Task set –
**1.** Answer these questions from the passage on women in Chicago's restaurant scene.
(a) At which restaurant did Doris Banchet work with her husband Jean Banchet?
(b) Starting around what time did women such as Carrie Nahabedian and Gale Gand win recognition as chefs and owners?
(c) From whom did Beverly Kim get her first job?
**2.** Reproduce the passage on women in Chicago's restaurant scene word for word, from "Behind many of" up to and including "the disparity persists.".
**3.** Extend the passage on women in Chicago's restaurant scene with the next part, starting after its final sentence.

Text provided –

Behind many of Chicago’s most famous male chefs over the decades have been wives who manage the business or run the front of the house out of the spotlight: Louis Szathmary’s wife Sadako Tanino at The Bakery, Doris Banchet at Le Francais with her husband Jean Banchet, Deann Bayless in Rick Bayless’s numerous restaurants and enterprises. Starting around the 1990s, a generation of women including Carrie Nahabedian, Sarah Stegner, Suzy Crofton, and Gale Gand won recognition as chefs and owners. They have been followed by even more chef/owners such as Beverly Kim (who got her first job from Stegner), Diana Dávila, Stephanie Izard, Tigist Reda, and Sarah Grueneberg, all of whom help define Chicago’s restaurant scene today. But the disparity persists.

Extracted records –
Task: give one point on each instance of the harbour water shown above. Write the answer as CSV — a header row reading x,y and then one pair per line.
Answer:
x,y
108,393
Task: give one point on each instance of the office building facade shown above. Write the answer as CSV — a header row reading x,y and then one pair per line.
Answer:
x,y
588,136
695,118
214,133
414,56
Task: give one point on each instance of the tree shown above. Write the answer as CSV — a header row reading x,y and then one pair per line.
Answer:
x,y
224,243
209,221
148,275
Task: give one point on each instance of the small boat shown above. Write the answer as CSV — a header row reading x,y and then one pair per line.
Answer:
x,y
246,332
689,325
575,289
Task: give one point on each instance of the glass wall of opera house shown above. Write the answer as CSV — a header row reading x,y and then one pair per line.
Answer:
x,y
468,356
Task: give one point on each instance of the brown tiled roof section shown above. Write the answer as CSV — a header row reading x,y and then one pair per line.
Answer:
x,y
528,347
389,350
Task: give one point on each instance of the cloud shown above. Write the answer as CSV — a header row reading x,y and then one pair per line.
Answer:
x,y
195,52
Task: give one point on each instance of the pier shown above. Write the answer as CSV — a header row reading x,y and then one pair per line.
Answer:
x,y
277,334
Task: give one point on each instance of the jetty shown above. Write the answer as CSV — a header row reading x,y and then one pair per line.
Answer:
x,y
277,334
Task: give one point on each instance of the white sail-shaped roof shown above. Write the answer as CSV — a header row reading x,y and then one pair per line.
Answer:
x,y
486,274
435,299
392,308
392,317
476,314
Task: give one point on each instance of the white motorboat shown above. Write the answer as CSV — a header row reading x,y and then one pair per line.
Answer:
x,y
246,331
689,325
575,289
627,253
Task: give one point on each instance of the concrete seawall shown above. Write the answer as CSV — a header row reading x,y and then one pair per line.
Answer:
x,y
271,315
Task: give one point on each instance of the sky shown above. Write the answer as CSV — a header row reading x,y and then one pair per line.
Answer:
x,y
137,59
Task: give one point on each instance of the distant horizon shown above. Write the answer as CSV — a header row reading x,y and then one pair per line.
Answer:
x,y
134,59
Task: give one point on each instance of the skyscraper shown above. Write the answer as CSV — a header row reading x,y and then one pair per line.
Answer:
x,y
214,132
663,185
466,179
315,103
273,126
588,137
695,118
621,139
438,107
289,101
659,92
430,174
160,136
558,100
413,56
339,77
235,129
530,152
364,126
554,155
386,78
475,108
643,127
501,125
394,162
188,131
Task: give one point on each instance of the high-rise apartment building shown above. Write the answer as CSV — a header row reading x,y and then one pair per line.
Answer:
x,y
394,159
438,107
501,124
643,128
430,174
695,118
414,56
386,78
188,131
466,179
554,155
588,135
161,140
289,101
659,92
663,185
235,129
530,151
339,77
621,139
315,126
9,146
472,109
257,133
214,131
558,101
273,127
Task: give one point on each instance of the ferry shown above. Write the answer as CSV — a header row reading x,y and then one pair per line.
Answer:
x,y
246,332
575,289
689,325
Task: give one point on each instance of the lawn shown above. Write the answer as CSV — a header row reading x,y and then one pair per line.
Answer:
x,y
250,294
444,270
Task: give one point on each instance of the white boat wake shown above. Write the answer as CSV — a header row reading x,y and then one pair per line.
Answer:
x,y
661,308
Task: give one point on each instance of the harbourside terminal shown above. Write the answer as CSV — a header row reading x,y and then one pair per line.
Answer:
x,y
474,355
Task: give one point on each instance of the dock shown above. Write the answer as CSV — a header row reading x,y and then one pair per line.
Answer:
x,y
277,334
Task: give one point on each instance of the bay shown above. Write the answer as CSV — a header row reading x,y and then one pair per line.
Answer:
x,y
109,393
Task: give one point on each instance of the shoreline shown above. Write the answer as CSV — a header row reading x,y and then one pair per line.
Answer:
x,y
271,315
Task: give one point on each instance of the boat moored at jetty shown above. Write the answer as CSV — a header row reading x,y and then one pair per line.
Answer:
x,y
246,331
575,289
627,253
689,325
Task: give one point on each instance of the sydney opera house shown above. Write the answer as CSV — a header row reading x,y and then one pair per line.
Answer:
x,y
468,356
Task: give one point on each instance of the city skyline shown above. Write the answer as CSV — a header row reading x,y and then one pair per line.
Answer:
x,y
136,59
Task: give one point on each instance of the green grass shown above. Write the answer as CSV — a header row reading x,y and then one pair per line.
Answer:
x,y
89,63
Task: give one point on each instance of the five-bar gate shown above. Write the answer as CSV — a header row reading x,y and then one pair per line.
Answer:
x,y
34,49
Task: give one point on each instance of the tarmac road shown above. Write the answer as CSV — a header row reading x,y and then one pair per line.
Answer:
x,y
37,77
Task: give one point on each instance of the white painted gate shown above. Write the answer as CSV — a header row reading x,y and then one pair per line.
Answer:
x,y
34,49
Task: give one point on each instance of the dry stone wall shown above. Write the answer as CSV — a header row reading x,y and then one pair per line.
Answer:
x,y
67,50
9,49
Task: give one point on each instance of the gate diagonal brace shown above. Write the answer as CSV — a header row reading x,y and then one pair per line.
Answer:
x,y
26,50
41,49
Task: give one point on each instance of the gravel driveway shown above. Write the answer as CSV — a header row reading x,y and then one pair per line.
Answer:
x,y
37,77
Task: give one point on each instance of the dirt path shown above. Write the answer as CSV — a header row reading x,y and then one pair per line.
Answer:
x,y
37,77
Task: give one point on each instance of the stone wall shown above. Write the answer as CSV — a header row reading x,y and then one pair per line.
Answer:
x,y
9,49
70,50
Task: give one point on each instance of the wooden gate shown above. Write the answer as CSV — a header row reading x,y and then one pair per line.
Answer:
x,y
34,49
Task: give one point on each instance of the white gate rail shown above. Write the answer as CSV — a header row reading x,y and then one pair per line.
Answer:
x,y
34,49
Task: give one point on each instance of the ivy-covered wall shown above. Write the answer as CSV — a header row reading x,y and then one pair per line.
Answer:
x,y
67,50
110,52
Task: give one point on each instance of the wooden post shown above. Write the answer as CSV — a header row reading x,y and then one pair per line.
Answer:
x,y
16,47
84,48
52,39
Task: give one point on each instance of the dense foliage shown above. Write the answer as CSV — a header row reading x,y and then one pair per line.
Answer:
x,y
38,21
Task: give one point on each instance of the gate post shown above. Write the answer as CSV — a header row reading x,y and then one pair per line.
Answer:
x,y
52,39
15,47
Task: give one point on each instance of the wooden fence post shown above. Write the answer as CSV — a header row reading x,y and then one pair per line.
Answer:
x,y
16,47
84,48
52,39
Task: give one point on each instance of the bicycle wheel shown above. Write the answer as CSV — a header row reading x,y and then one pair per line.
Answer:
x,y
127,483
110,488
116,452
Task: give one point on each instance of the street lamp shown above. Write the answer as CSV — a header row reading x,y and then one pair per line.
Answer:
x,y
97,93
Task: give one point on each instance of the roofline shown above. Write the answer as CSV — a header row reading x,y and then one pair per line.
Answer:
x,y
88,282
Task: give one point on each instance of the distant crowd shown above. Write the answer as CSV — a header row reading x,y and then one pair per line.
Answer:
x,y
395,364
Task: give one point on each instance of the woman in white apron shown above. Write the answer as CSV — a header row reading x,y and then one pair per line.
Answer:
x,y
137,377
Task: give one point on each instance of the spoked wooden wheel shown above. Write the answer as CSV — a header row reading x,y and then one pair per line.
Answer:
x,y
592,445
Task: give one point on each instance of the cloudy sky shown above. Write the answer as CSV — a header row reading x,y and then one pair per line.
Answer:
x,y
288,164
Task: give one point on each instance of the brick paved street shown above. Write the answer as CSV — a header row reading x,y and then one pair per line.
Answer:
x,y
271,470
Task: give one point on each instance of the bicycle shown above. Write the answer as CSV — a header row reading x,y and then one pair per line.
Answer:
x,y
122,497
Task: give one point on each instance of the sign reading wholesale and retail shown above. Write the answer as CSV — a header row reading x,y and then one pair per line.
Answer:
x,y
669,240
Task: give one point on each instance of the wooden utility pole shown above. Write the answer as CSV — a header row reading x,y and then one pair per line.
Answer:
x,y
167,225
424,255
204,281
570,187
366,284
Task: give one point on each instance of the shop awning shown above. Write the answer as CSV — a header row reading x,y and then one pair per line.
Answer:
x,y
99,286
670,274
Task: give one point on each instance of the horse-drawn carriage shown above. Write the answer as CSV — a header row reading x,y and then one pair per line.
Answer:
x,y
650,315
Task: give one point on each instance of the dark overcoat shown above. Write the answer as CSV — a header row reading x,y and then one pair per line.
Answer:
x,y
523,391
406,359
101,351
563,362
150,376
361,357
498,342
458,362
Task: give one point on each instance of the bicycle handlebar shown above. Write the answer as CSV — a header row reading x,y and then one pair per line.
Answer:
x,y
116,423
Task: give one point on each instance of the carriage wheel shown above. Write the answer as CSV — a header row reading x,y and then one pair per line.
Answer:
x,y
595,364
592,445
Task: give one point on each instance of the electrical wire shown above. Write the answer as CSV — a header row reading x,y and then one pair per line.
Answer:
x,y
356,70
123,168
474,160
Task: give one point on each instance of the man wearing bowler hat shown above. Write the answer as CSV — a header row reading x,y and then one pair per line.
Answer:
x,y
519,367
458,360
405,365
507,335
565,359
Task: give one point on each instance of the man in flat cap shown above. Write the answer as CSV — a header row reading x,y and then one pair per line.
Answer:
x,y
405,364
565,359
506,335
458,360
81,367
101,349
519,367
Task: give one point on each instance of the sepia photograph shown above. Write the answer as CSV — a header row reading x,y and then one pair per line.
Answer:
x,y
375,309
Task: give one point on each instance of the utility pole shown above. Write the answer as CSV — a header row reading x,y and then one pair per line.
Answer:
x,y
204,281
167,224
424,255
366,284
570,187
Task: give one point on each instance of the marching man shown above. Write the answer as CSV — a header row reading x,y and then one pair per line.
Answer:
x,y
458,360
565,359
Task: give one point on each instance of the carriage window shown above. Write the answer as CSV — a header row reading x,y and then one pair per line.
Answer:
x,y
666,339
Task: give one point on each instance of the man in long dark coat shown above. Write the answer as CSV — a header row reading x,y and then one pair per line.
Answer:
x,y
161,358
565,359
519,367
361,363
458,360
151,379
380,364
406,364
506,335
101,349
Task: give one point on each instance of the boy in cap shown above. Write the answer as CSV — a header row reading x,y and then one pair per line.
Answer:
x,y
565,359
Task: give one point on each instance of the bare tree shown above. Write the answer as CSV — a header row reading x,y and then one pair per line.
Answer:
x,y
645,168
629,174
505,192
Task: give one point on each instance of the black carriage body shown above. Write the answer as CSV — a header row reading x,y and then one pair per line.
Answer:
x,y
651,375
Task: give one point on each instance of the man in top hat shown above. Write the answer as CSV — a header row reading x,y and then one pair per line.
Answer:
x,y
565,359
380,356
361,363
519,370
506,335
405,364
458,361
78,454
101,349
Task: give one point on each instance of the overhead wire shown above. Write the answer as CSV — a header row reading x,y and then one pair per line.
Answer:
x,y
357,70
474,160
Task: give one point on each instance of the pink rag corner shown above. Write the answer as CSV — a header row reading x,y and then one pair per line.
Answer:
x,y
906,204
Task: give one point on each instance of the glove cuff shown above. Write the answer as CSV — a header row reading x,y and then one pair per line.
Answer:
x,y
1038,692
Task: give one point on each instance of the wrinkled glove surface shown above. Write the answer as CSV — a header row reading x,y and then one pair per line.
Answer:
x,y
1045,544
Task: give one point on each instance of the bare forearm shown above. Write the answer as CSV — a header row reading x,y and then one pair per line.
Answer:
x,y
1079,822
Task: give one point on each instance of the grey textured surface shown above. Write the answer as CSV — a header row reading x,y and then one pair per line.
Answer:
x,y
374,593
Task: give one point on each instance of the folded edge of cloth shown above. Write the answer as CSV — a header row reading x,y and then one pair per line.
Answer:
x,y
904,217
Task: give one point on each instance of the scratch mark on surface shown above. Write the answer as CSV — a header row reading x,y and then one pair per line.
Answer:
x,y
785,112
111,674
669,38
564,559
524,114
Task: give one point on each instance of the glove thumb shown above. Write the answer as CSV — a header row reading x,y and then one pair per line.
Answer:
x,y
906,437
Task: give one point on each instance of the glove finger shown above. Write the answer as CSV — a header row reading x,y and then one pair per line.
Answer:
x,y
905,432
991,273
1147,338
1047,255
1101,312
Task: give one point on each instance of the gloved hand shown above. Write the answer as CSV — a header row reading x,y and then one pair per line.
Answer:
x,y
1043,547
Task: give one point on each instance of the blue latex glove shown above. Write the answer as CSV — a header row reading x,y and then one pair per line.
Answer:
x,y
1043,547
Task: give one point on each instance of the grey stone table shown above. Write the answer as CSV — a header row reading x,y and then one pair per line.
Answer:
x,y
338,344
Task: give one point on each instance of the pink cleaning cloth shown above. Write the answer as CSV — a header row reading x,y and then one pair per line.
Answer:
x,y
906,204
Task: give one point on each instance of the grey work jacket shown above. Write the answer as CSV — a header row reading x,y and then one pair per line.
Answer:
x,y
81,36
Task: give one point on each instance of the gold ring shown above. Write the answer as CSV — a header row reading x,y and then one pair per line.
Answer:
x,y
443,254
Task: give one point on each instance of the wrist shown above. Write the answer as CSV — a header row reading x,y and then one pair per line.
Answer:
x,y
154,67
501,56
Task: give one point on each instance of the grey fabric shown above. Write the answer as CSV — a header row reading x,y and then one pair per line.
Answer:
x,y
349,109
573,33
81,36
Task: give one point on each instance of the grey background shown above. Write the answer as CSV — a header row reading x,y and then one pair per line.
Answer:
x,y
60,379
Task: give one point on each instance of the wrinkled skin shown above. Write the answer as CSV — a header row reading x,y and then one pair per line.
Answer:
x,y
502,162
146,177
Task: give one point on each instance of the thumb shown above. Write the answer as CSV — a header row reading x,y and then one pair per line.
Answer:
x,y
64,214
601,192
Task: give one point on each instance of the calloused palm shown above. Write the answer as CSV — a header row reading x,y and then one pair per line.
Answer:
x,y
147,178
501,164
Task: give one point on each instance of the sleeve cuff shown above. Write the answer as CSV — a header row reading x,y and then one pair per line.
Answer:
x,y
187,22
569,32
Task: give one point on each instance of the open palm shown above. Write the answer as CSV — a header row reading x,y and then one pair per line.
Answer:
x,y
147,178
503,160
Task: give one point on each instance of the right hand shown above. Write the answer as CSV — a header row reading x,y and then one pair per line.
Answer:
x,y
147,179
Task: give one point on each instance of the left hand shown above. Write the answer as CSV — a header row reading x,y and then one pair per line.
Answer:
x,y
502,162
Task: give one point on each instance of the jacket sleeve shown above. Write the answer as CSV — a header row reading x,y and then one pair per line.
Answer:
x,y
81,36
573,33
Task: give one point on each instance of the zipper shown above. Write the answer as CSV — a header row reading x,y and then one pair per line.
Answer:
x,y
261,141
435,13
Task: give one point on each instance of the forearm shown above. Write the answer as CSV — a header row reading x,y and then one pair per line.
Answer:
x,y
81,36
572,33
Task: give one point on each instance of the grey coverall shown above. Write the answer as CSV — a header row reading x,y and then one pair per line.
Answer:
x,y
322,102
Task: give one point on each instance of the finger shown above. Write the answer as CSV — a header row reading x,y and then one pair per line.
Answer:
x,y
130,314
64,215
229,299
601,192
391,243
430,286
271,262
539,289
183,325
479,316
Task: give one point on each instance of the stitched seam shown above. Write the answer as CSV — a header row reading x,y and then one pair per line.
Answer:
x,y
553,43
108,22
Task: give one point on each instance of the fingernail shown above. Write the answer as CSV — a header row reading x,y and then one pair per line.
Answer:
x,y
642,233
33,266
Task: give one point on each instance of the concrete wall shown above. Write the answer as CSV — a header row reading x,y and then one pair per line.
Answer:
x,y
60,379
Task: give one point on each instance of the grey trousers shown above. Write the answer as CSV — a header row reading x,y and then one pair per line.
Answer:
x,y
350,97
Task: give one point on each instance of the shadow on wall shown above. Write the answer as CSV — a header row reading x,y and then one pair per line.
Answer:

Answer list –
**1.**
(a) Le Francais
(b) Around the 1990s
(c) Sarah Stegner

**2.**
Behind many of Chicago’s most famous male chefs over the decades have been wives who manage the business or run the front of the house out of the spotlight: Louis Szathmary’s wife Sadako Tanino at The Bakery, Doris Banchet at Le Francais with her husband Jean Banchet, Deann Bayless in Rick Bayless’s numerous restaurants and enterprises. Starting around the 1990s, a generation of women including Carrie Nahabedian, Sarah Stegner, Suzy Crofton, and Gale Gand won recognition as chefs and owners. They have been followed by even more chef/owners such as Beverly Kim (who got her first job from Stegner), Diana Dávila, Stephanie Izard, Tigist Reda, and Sarah Grueneberg, all of whom help define Chicago’s restaurant scene today. But the disparity persists.

**3.**
During Women’s History Month, WTTW Food is looking back at some of the earlier women who found success and influence in Chicago food despite all the attendant barriers. Carol Mighton Haddix shared input; she’s a former food editor of the Chicago Tribune, former president of the women in food industry support group Les Dames d’Escoffier Chicago, and author of Chicago Cooks: 25 Years of Chicago Culinary History and Great Recipes from Les Dames d'Escoffier.

Antoinette Pope

Decades before Julia Child was teaching Americans to cook, the Italian-born Antoinette Pope was also bringing culinary knowledge acquired in France to Americans. She learned to cook from her French husband François’ parents before moving to Chicago and opening a cooking school with François in 1930. Despite the difficult decades of the Depression and World War II, the Antoinette Pope School of Fancy Cookery grew, taking over a large space on Michigan Avenue in 1942. 

The Popes published numerous cookbooks, most popularly 1948’s The Antoinette Pope School Cookbook. They then launched a TV show in 1951, with François as host with his sons. For context, the first volume of Julia Child’s Mastering the Art of French Cooking was published in 1961, and her show The French Chef debuted as a pilot in 1962. “Nobody mentions her. It’s always Julia [Child] that people talk about,” Haddix says.

Antoinette lived a long life, dying at age 97 in 1993.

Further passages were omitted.